**Textauszug**.
+ + +
Allerdings war Simmons in seiner dämonischen-draculischen Inszenierung der Sexualität doch zu bedrohlich, als dass er ungebändigt auf jugendliche Eis-Interessenten hätte losgelassen werden können (von den horrend hohen Lizenzgebühren einmal ganz abgesehen, die der überaus geschäftstüchtige Simmons für die Verwendung seines Konterfeis wohl verlangt hätte): Die Ketten verweisen auf Sadomasochismus, die Brustbehaarung auf den animalisch-sinnlichen Charakter des Sexualtriebs, und das an Fledermausschwingen erinnerende Augen-Makeup auf den Vampir Dracula, dessen Biss seit den Romanverfilmungen mit Bela Lugosi, Christopher Lee und vor allem Gary Oldman eine für die Gebissene doch rätselhafterweise lustvoll scheindene Komponente innezuwohnen scheint.
Simmons gebändigter Wiedergänger wird daher der Nerd, mit Brille und Sonnenschutz der Verlierer auf dem Schulhof und der harmloseste Vertreter aller männlichen Teenager-Typen, der – wenn er nicht gerade scheu die Schul- oder Stadtbibliothek durchstreift, auf der Suche nach der leider ach so spärlich gesäten Literatur über Geheimnisse der Großrechner – bleich in seiner Kemenate über Experimentierkästen brütet oder sich mit Fischertechnik beziehungsweise Lego Technic als wirkmächtig zu erleben sucht.
Pubertären Gefühlen ist er jedoch ebenso hilflos ausgeliefert wie jeder andere Teenager, und durch diese mutiert der Nerd in Gestalt des Ed von Schleck zu einer Karikatur jugendlich-männlicher Sexualität, dessen überaus lange Zunge wohl zu allerlei Unvorstellbarkeiten (von denen Autofellatio wohl nicht die schlimmste ist!) fähig ist.
+ + +
**Beigefügte Liste**.
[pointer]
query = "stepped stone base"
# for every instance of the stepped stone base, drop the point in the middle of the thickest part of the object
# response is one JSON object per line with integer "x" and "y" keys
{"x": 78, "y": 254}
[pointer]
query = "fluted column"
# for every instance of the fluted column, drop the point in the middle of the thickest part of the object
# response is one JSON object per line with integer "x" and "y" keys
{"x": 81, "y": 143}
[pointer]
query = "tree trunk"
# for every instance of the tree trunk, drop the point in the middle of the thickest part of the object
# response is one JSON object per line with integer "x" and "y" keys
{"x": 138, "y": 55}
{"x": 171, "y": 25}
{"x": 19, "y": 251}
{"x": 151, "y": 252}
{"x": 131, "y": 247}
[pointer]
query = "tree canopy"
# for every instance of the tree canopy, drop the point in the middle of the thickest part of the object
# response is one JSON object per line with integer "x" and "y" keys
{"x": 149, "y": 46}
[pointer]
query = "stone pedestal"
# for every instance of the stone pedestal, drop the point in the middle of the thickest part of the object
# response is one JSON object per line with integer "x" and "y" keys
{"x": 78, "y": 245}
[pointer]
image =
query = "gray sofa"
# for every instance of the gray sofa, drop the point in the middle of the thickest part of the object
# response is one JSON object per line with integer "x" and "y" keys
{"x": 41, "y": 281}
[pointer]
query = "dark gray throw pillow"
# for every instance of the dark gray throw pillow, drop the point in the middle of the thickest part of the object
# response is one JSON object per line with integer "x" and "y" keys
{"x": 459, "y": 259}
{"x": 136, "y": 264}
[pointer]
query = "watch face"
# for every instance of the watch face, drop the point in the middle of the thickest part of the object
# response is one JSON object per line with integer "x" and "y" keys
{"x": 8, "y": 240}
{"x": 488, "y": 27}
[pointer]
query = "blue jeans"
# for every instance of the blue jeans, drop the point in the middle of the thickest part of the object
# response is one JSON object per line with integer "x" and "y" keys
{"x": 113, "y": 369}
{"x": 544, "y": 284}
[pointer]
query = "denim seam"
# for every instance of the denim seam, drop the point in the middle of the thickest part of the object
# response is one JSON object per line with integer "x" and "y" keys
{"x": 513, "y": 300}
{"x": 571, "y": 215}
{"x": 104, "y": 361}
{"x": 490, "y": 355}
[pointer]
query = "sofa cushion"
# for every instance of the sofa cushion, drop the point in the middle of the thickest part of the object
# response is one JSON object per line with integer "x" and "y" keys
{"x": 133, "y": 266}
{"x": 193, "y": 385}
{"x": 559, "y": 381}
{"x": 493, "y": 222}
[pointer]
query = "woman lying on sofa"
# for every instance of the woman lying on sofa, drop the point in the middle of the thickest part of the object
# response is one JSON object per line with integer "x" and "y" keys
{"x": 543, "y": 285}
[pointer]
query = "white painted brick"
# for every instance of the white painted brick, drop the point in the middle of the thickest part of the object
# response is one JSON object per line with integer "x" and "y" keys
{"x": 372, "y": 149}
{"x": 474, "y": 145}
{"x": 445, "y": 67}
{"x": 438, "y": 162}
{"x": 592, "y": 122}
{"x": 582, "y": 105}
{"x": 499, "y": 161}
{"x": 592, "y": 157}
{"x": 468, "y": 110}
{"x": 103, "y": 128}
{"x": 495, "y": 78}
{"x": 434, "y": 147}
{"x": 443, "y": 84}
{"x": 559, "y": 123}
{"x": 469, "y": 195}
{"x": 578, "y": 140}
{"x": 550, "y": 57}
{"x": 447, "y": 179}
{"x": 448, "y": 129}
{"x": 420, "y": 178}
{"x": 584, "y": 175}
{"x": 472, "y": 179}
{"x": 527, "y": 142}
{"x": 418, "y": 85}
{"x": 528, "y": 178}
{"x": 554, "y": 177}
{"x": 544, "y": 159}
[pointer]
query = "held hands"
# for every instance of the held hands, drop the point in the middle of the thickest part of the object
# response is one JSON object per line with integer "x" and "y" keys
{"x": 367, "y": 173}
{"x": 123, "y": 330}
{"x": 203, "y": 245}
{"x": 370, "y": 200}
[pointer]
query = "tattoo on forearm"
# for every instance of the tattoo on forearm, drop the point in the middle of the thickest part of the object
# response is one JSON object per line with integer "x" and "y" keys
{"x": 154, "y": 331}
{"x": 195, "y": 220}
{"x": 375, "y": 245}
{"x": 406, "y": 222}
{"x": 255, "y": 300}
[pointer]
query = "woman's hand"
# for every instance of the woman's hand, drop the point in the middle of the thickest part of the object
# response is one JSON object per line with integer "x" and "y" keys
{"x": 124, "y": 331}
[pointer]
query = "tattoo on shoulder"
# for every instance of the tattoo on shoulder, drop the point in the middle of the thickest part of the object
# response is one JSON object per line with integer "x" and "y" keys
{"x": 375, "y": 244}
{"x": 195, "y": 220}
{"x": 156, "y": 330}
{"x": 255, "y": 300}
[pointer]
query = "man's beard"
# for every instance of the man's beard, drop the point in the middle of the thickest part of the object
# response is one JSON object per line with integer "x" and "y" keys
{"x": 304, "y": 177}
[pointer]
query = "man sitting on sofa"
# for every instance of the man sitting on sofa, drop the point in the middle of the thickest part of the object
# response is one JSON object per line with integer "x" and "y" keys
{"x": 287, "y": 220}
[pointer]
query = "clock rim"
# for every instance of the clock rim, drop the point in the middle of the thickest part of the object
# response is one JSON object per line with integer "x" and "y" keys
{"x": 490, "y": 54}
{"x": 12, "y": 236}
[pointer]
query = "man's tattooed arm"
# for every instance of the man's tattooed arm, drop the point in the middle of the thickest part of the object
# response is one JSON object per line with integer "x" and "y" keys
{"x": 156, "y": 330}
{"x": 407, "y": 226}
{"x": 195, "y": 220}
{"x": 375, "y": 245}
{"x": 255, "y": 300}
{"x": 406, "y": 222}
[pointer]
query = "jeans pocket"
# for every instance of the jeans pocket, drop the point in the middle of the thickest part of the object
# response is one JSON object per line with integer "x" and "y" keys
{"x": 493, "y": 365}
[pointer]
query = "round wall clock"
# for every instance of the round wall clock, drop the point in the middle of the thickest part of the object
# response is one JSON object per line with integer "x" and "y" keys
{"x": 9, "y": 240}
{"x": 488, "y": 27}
+ + +
**Aufgaben**.
a – Fasse den Absatz im Textauszug, der mit „Simmons gebändigter Wiedergänger“ beginnt, kürzer zusammen und behalte seine wesentlichen Aussagen bei.
b – Führe den Textauszug über Ed von Schleck im Anschluss an seinen letzten Satz weiter.
Die Liste steht in keinem Zusammenhang mit dem Textauszug.

**Lösungen**.
a – Der gezähmte Nachfolger von Simmons ist der Nerd. Mit Brille und Sonnenschutz gilt er als Verlierer auf dem Schulhof und als harmlosester männlicher Teenager-Typ. Er durchstreift scheu Bibliotheken auf der Suche nach der spärlichen Literatur über Großrechner. Sonst brütet er bleich in seiner Kammer über Experimentierkästen oder versucht, sich mit Fischertechnik oder Lego Technic als wirkmächtig zu erleben.

b –
So erkennt man im Re-Launch von "Dingi Star" als "Ed von Schleck" den Geist der 68er, die das alljährliche spießbürgerliche Urlaubs-Utopia an fernen Gestaden durch etwas deutlich Näherliegendes und täglich Erreichbareres ersetzt haben: die lustvolle Beschäftigung mit der Sexualität. Gleichwohl hätte man damals – wir reden hier immerhin von einer Zeit vor 40 Jahren! – nicht offen zu frei ausgelebter zwischenmenschlicher jugendlicher Sexualität aufrufen können, daher musste das Ausleben dieser Sexualität auf den eigenen Körper beschränkt bleiben: Ein weiterer Grund, warum der einsame Nerd und niemand sonst zum Prototypen des Ed von Schleck werden musste.
Denken Sie daran, wenn Sie das nächste Mal ein Ed von Schleck erwerben und Ihnen sich sein rot-geäderter Inhalt aus dem Hohlzylindergehäuse zum lustvollen Verzehr entgegenreckt.